(Data records)
===============

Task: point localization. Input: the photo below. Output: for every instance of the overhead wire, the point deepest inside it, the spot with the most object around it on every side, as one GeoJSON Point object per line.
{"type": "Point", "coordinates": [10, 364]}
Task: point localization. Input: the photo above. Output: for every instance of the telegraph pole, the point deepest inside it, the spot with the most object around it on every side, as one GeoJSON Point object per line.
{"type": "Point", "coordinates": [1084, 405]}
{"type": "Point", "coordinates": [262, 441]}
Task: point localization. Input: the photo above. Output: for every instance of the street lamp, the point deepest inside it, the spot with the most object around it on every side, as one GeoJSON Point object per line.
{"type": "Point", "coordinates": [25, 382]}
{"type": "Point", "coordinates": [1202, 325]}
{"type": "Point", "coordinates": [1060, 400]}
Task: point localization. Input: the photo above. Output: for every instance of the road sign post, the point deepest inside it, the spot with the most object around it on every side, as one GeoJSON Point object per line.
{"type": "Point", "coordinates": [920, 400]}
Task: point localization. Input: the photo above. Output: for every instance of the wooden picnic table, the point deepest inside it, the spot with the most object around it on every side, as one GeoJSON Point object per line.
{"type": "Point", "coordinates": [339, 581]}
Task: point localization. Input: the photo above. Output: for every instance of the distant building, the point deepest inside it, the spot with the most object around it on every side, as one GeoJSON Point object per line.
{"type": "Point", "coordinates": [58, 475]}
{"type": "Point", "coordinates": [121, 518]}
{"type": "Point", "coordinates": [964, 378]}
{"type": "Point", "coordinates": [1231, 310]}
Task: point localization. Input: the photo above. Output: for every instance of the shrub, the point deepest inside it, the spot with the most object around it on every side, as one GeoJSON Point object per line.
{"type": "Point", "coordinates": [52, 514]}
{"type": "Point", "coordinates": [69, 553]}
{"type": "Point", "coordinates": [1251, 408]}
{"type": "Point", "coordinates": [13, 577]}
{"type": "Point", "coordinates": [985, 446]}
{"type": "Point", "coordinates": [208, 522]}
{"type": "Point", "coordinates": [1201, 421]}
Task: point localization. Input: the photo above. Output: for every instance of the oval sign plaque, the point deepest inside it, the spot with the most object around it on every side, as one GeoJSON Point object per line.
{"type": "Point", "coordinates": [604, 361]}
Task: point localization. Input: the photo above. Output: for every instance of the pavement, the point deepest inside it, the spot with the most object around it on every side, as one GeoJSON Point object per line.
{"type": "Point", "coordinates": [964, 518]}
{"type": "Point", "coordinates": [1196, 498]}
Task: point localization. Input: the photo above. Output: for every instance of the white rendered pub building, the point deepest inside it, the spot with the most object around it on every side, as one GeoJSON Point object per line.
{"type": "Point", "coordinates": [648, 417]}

===============

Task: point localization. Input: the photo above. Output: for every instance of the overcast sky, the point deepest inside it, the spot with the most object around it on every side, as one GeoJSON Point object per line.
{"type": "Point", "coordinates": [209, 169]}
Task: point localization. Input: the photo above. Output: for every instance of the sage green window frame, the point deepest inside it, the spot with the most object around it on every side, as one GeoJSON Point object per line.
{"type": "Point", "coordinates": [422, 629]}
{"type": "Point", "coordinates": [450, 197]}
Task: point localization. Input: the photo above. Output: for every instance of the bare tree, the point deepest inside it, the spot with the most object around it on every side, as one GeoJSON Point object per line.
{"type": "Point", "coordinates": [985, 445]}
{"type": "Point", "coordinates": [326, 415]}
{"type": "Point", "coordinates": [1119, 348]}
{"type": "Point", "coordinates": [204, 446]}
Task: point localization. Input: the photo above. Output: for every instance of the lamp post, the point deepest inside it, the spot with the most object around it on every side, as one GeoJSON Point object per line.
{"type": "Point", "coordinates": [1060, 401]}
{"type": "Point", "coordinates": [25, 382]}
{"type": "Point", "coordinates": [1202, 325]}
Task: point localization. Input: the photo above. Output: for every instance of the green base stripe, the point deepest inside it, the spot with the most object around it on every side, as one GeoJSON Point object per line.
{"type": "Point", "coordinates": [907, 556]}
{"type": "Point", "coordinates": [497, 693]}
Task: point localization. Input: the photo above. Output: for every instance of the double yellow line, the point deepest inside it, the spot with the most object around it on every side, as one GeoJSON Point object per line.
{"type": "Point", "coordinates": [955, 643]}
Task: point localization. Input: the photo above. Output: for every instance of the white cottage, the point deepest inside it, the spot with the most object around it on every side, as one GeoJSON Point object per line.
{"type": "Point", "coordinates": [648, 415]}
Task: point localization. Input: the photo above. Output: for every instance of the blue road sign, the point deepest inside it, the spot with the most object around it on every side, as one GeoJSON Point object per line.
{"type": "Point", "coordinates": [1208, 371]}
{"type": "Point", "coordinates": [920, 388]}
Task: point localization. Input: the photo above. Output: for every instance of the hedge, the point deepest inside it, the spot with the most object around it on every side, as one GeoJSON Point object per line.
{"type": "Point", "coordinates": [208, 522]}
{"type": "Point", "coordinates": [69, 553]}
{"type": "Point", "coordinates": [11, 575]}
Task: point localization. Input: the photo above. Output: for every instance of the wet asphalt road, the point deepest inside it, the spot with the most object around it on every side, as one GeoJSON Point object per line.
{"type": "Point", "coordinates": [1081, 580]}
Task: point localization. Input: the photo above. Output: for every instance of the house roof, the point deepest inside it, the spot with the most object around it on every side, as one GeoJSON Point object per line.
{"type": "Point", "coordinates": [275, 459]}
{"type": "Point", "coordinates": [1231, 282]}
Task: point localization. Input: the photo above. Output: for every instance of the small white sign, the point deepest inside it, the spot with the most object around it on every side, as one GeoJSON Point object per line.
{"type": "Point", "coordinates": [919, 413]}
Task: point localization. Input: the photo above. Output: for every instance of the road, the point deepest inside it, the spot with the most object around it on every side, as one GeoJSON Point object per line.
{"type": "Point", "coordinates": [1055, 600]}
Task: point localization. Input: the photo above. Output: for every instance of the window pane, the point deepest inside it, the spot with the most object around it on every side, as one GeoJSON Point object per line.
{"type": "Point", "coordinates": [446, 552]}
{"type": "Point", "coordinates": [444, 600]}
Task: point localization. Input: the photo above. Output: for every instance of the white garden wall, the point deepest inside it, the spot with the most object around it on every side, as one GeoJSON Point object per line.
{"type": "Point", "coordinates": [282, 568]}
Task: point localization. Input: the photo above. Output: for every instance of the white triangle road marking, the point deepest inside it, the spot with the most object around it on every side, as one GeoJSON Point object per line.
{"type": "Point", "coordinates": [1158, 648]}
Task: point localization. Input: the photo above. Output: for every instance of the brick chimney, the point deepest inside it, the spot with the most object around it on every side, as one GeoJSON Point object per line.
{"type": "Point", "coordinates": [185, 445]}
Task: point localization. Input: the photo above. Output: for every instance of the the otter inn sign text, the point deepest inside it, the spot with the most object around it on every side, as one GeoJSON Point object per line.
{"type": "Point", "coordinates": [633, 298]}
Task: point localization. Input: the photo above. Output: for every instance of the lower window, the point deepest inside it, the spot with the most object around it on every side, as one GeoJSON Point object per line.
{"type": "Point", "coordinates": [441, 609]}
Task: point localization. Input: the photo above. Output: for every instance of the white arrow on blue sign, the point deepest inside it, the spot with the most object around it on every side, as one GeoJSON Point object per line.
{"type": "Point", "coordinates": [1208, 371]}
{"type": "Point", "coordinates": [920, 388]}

===============

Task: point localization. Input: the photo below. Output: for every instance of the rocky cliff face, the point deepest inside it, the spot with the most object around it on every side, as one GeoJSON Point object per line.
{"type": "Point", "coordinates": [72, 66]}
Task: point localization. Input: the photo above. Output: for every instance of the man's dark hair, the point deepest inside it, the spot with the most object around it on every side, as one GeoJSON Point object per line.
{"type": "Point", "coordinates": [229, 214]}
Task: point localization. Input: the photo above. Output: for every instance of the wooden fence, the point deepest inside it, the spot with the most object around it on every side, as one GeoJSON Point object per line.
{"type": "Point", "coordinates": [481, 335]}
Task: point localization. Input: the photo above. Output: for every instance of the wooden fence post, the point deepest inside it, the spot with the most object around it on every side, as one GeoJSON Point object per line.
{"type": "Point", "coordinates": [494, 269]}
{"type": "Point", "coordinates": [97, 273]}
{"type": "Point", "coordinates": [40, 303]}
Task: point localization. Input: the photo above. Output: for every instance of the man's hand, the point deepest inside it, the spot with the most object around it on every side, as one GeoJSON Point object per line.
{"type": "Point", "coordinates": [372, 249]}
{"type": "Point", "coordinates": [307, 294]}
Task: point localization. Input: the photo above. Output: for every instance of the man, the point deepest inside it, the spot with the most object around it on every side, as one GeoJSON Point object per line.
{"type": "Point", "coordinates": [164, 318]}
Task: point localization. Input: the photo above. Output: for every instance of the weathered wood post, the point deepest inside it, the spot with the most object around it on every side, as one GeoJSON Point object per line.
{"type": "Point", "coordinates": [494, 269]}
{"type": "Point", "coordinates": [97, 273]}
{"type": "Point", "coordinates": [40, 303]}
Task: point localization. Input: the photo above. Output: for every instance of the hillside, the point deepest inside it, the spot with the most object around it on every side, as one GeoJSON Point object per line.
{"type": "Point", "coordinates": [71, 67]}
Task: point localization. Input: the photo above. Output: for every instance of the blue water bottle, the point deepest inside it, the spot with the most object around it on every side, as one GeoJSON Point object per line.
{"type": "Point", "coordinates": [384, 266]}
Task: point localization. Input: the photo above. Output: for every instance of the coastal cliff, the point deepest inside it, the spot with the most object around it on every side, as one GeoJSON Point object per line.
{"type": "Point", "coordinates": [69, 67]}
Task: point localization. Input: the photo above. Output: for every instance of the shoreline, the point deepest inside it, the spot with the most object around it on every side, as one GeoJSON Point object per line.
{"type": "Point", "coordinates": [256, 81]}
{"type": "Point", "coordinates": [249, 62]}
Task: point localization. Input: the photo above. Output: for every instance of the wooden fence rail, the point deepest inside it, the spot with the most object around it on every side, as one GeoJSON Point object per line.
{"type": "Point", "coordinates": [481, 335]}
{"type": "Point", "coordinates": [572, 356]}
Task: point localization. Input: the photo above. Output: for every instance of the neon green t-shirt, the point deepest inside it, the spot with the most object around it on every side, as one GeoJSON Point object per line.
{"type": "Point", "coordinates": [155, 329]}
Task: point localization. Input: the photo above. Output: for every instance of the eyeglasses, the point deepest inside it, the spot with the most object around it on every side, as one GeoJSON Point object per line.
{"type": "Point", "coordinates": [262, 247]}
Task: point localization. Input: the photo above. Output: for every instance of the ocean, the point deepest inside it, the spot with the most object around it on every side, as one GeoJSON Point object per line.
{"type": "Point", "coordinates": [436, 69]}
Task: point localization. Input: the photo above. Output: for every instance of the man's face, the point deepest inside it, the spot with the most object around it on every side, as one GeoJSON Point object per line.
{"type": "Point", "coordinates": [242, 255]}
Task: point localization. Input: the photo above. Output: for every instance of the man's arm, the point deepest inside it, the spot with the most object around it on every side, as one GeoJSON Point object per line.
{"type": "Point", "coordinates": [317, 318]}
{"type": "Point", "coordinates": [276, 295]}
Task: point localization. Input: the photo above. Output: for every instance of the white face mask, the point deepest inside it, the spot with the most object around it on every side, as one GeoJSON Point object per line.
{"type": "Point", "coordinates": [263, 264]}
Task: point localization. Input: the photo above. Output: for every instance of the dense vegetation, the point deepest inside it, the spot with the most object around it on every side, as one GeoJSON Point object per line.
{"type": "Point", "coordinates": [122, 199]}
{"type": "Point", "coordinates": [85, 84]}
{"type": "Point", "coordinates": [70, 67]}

===============

EXERCISE GOAL:
Pull out each line of the data above that contains the string "fence". Copy every such line in full.

RESULT:
Task: point localization. Input: the photo above. Output: for every instance of the wooden fence, the point deepest inside it, the spot with the most object around it on every side, as one GeoJSON Point object per line.
Task: point localization. Input: the photo above. Output: for every instance of the wooden fence post, the point deepest inside it, the spot with the most object around it on every side, as one GeoJSON Point object per line.
Task: point localization. Input: the photo above. Output: for every instance of the wooden fence rail, the point deepest inside it, the spot with the most object around it on every side, as one GeoJSON Point object per line.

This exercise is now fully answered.